Activities:
1 - Can you write out the part of the COP26 post that starts at the words "Our hearts are" and ends after "For God’s sake.", copying it word for word?
2 - Answer these questions from the COP26 post:
(a) What country is the climate activist Elizabeth Wathuti from?
(b) How far had the three weeping children walked to find water?
(c) How much climate support for developing countries does the developed world seem unable to deliver?

Supplied text:
______________________________
For real: let’s get inspired from each other’s cultures at COP26 and beyond

COP26 is in full swing, and I manage to follow it from my desk at home, thanks to digital technology. This is one positive thing we learned from COVID-19: we don’t need to fly around the world anymore. That is…provided there is good internet connection, which is not always the case in all countries.

And that is just one example of the many inequalities in the world: inequalities that become painfully visible at climate COPs, and this COP is no exception. Internet, vaccines, water, food, energy, money – all is so unevenly distributed. People are dying and being displaced because of climate change, caused by some but suffered by so many others. Are we, Westerners, really aware of it, or are we so brainwashed by consumerism that we push it away?

The speech given on Monday by the brave young climate activist from Kenya, Elizabeth Wathuti, has stuck in my mind and heart. She saw three children weeping, sitting at a dried-out river after walking over 12 miles to find water. Without water they will die, like so many others. “Open your hearts,” she urged delegates. Yesterday, my colleague Peter Pavlovic said the same in his blog. Have we, spoiled Westerners, forgotten how to do that?

Another appeal to our hearts was done by Costa Rican president Carlos Alvarado Quesada on Monday evening: “Let’s put aside any military or commercial antagonism. Does it make any sense in a world that’s dying, to wage war, militarily or commercially? War, for what? For a dying planet?”

I would like to add: what if we would allocate all those weaponry trillions of dollars…to firm and fair climate policies? What if we would allocate all those trillions that are still pumped into the fossil fuel industry in the form of subsidies… to firm and fair climate policies? How come the developed world suddenly found hundreds of billions of dollars for COVID-19 vaccines and support measures, but seems to be unable to deliver a mere 100 billion together…for much-needed climate support of developing countries? Not to mention their right to compensation for loss and damage?

Our hearts are clogged, that’s why. We are still unable to see each other as brothers and sisters, sharing one planet. But we have to learn it, and fast. Let’s get inspired from each other’s cultures, stop condescension, antagonism and military threat, and start embracing each other and working together, sharing wisdom, knowledge, technology, money, goods and more. For real. For God’s sake.
______________________________
Data to examine:
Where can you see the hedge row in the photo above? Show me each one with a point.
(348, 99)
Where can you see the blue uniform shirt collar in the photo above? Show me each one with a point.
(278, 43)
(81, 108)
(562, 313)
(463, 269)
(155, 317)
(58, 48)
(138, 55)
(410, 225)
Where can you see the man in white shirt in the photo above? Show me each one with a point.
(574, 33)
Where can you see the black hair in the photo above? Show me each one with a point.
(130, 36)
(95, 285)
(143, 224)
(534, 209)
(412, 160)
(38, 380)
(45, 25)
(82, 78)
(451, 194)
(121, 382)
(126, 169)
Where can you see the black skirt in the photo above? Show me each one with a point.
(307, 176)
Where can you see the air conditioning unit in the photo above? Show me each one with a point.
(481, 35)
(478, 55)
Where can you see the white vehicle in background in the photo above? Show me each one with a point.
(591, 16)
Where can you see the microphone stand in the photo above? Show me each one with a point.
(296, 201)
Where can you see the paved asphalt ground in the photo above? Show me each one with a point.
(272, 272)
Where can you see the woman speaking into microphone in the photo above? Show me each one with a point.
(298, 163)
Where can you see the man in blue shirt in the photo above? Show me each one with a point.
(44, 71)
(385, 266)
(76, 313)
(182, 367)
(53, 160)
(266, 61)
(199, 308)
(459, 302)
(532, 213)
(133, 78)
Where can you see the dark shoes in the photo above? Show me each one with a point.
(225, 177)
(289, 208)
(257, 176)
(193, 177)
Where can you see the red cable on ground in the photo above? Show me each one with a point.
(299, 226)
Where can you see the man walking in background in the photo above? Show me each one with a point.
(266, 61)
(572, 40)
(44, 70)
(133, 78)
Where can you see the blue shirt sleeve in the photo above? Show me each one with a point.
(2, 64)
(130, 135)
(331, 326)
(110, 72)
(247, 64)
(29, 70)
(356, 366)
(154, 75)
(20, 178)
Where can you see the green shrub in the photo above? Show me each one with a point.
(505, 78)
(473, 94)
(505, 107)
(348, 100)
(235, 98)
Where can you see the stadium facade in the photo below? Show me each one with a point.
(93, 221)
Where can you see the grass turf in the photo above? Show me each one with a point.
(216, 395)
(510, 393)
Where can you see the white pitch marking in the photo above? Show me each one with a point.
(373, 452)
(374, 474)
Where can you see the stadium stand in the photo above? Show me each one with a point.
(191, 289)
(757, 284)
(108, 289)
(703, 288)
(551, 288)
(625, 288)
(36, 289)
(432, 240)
______________________________
Results for each task:
1 -
Our hearts are clogged, that’s why. We are still unable to see each other as brothers and sisters, sharing one planet. But we have to learn it, and fast. Let’s get inspired from each other’s cultures, stop condescension, antagonism and military threat, and start embracing each other and working together, sharing wisdom, knowledge, technology, money, goods and more. For real. For God’s sake.

2 -
(a) Kenya
(b) Over 12 miles
(c) A mere 100 billion dollars